→ Description of the task
Each entry that follows is to be retyped exactly. Pictures do not belong in the copy.
==== Provided data ====
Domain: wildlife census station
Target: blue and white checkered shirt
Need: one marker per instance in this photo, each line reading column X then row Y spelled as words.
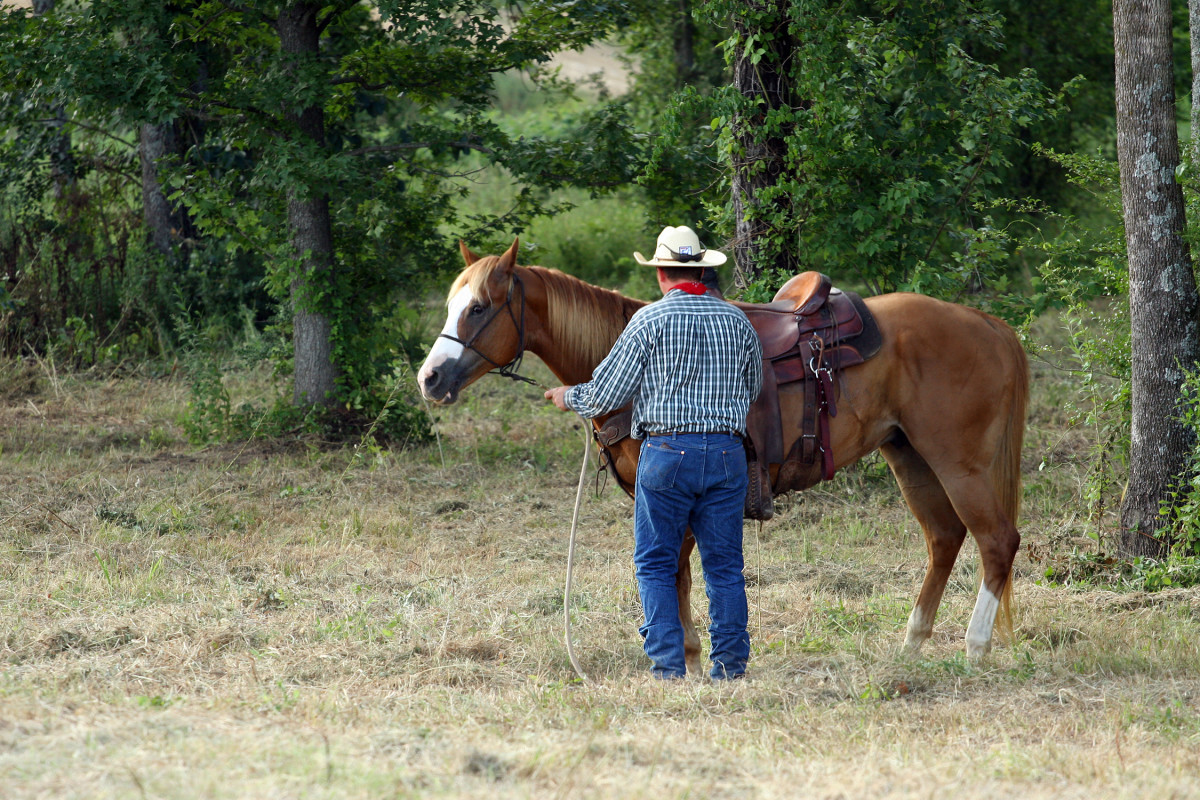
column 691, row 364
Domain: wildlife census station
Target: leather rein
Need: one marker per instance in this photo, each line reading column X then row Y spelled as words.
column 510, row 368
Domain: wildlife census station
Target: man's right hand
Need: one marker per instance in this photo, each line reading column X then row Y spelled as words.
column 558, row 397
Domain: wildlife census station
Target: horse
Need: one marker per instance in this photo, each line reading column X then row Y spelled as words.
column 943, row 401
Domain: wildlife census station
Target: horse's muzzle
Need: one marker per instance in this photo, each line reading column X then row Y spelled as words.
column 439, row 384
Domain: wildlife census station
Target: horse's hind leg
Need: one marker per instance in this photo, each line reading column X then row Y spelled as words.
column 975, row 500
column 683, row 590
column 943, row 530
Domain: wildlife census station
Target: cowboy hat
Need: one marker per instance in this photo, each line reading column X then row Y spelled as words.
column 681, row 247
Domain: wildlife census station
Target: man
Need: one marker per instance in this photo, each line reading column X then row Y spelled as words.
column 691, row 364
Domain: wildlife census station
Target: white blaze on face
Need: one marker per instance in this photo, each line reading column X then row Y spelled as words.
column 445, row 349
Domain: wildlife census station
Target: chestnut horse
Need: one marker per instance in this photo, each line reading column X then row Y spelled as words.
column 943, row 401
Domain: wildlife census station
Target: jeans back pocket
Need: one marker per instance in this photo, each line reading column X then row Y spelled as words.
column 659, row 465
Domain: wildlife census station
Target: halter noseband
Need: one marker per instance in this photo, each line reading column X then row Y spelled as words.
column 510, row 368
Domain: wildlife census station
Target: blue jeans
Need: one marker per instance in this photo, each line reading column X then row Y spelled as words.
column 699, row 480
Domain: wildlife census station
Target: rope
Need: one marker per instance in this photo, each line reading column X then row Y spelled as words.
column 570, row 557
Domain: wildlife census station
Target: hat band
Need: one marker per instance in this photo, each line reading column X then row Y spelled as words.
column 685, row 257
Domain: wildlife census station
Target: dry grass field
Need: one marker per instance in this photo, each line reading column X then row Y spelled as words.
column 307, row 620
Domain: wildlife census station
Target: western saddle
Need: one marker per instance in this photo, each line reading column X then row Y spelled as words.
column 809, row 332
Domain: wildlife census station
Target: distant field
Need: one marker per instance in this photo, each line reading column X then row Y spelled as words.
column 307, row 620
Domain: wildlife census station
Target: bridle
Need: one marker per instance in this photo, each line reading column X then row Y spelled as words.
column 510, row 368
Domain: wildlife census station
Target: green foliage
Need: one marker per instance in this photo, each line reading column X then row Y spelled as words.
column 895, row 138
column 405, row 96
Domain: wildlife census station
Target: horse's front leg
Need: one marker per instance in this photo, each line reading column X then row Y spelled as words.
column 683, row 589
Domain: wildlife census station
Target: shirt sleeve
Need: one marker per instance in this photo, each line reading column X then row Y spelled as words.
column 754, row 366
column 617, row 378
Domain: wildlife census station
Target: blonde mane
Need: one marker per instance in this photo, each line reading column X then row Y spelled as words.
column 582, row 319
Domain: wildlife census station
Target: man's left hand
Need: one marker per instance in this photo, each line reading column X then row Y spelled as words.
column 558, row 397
====
→ Solution below
Domain: wildlife census station
Target: blue and white checkered shirt
Need: one marker per instance in this photo, each line reading column X then row Y spelled as words.
column 691, row 364
Domain: wildlife census station
Target: leather rein
Need: one marker per instance in this photo, each line reading column X then row Y spelled as words.
column 510, row 368
Domain: wildlife census station
Target: man's right hand
Need: one marker per instance in this photo, each line reading column X then row Y spelled as words.
column 558, row 397
Domain: wildlife census station
Target: horse
Need: one marker per instance in this photo, each line reading column X then row Y spelled as words.
column 943, row 401
Domain: wildlife census station
Target: horse's muzzle
Need: one marker per instance in this photo, each line reading column X then row Y spelled as words.
column 439, row 384
Domain: wildlife census station
Target: horse's hind leg
Need: one marker per instance in this photo, each line reading column X then row Y spelled as words.
column 975, row 500
column 683, row 590
column 943, row 530
Domain: wildlife census station
Target: cowboy hat
Need: one marker per instance in this photo, each line reading column X then row Y spelled as words.
column 681, row 247
Domain: wildlife census station
Target: man
Need: one marker per instance in this photo, each line reading column X then row Y spelled as words.
column 691, row 364
Domain: wildlife census station
Target: white blaze on face
Need: one marker per instance in this photo, each line reading column X then row Y spelled as words.
column 445, row 349
Domain: wildlife census station
Target: chestnut horse
Need: one marker per instance in this photo, each line reading column X then row Y spelled as words.
column 943, row 401
Domain: wildlife census station
Target: jeans back pocket
Need: one marker per instance in this photo, each line reading column X then row Y spelled as words.
column 659, row 465
Domain: wildlife census station
Target: halter noseband
Need: one marker per instance in this photo, each line reading column X then row Y spelled as words.
column 510, row 368
Domain: wildlife census station
Target: blue jeans
Need: one marker per instance in this photo, each line reading column X then row Y spelled as words.
column 699, row 480
Domain: wildlife census station
Target: rope
Need: one marker per instance in this photo, each line reading column X then row Y spelled as words.
column 570, row 557
Domain: wildlife census station
Target: hat band
Need: one marker per instance in this photo, each line reading column X then row Y spelled as words.
column 685, row 257
Domain: wildlife census station
Target: dry grass field
Need: one marker per instance in this photo, each line reading column X then row Y spelled as words.
column 307, row 620
Domain: wildlife census station
Target: western saddle
Need: one marker per instance in this photo, each line reading column X then row Y spelled as words.
column 809, row 332
Domain: wildlife census station
Target: distant field
Need: one marker per instance in this photo, each line reading column X then row Y spelled as words.
column 307, row 620
Domain: wildlife census station
Target: bridle
Need: one marker per instance in this photo, each line reading column X then row Y spelled as words.
column 510, row 368
Domain: wildlife census station
Target: green foliage
Need: one marker per instance in this photo, each line reading column X then row Y spelled as words.
column 895, row 138
column 405, row 96
Domain: wildlife census station
Target: horse's front leg
Need: one marker per instance in this photo, each line reading column X then row Y spelled as words.
column 683, row 589
Domain: wildlife census station
Target: shirt sleeve
Need: one marker per instance in this photo, each line reading column X then row Y spelled as words.
column 754, row 366
column 617, row 378
Domain: wildlife census station
Target: blonde mane
Need: one marker per instance in this photo, each line reading column X then row Y spelled as words.
column 582, row 319
Domain: wildlife census station
Target: man's left hand
Need: one marker per instance in this photo, each line reading column X then row Y spelled as words.
column 558, row 397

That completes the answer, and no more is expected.